-- Start INPUT FOR THIS TASK --

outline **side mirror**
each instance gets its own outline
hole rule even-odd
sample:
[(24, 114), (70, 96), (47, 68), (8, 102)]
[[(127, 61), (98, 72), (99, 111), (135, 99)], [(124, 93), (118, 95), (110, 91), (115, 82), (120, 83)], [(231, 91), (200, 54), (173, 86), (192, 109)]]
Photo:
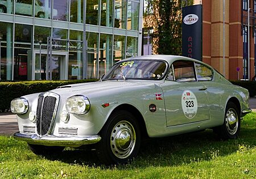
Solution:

-- End INPUT FOR THIS TASK --
-- Start INPUT FOR THIS TASK --

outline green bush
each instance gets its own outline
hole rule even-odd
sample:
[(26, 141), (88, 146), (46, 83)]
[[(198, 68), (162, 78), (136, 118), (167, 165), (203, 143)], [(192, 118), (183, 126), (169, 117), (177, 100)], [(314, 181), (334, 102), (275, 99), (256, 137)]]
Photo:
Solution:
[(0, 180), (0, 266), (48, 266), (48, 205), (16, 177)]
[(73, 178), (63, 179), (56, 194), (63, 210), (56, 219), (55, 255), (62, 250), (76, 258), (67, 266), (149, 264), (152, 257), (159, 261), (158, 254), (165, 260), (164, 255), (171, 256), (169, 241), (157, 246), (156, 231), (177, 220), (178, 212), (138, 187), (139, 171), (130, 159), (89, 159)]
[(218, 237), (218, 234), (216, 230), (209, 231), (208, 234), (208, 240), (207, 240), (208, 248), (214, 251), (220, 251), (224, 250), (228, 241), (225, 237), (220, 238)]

-- End INPUT FOR THIS TASK --

- **JOB**
Could you write out the records from the line with "outline **side mirror**" to the line with "[(24, 114), (70, 96), (47, 68), (8, 102)]", swapping "instance" for "object" and keeping everything else the same?

- **WORKED ANSWER**
outline **side mirror**
each object gets its own outline
hole rule even-odd
sample:
[(24, 114), (70, 96), (47, 68), (8, 102)]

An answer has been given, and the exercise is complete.